TASK ITEM: Each of the records must appear again, exactly as it was written.

(Stored data entries)
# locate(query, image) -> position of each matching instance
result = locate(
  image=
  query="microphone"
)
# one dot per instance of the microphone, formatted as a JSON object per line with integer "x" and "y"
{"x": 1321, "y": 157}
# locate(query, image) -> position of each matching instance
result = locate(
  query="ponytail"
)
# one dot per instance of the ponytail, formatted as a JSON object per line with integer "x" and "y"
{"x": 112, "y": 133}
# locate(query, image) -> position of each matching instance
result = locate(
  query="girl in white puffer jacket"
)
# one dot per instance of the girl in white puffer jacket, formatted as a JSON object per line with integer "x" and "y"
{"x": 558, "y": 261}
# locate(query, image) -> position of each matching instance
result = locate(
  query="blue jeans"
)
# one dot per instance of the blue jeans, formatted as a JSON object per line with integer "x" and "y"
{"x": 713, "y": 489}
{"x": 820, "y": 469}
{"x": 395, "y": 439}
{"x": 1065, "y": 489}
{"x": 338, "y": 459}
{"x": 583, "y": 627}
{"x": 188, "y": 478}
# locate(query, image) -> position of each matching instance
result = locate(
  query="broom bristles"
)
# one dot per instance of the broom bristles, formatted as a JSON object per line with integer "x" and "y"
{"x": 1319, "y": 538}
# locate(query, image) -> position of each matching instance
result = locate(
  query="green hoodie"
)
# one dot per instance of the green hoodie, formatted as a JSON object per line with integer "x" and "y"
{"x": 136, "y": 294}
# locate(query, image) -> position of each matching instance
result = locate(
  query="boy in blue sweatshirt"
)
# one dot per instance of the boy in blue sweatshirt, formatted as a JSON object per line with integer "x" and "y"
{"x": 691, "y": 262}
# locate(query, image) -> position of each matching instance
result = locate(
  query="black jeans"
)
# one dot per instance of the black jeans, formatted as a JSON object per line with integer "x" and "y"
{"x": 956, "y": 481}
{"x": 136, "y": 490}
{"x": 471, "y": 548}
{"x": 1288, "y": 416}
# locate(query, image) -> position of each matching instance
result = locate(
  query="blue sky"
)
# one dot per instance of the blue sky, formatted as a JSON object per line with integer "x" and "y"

OUTPUT:
# locate(query, image) -> position of each matching instance
result = locate(
  image=
  query="microphone"
)
# one dot per instance of the microphone, formatted as a JSON object per line with integer "x" and "y"
{"x": 1321, "y": 157}
# locate(query, image) -> position of each matching instance
result = locate(
  query="ponytail"
)
# one dot per instance of the ponytail, formatted as a JSON object per line with integer "x" and "y"
{"x": 112, "y": 133}
# locate(query, image) -> position of each matching instance
result = locate(
  query="girl in white puffer jacket"
)
# one dot per instance of the girl in white puffer jacket, formatted as a JSON object per line with integer "x" and "y"
{"x": 558, "y": 261}
# locate(query, image) -> position of each matching instance
result = locate(
  query="blue jeans"
)
# one dot per instance of the blue jeans, formatted as a JSON object per line with integer "x" and "y"
{"x": 713, "y": 489}
{"x": 820, "y": 469}
{"x": 395, "y": 439}
{"x": 1065, "y": 489}
{"x": 338, "y": 459}
{"x": 583, "y": 627}
{"x": 188, "y": 478}
# locate(query, image) -> position of each matching instance
result = locate(
  query="broom bristles"
)
# one dot per instance of the broom bristles, formatted as a JSON object per line with integer "x" and "y"
{"x": 1319, "y": 538}
# locate(query, image) -> position of each matching instance
result = locate(
  query="green hoodie"
)
# one dot per instance of the green hoodie, formatted as a JSON object per line with integer "x" and "y"
{"x": 136, "y": 294}
# locate(query, image) -> position of each matching instance
result = locate(
  query="boy in blue sweatshirt"
)
# one dot per instance of the boy in blue sweatshirt, formatted as a JSON object per line with integer "x" and "y"
{"x": 691, "y": 262}
# locate(query, image) -> position of each matching instance
result = locate(
  query="black jeans"
)
# one dot per instance of the black jeans, formatted as a JSON object per line with integer "x" and "y"
{"x": 956, "y": 481}
{"x": 136, "y": 490}
{"x": 471, "y": 548}
{"x": 1288, "y": 416}
# locate(query, image) -> position of each matching instance
result = locate(
  query="blue sky"
)
# one dot per instance of the blue sky, formatted as a JSON object per line with integer "x" and "y"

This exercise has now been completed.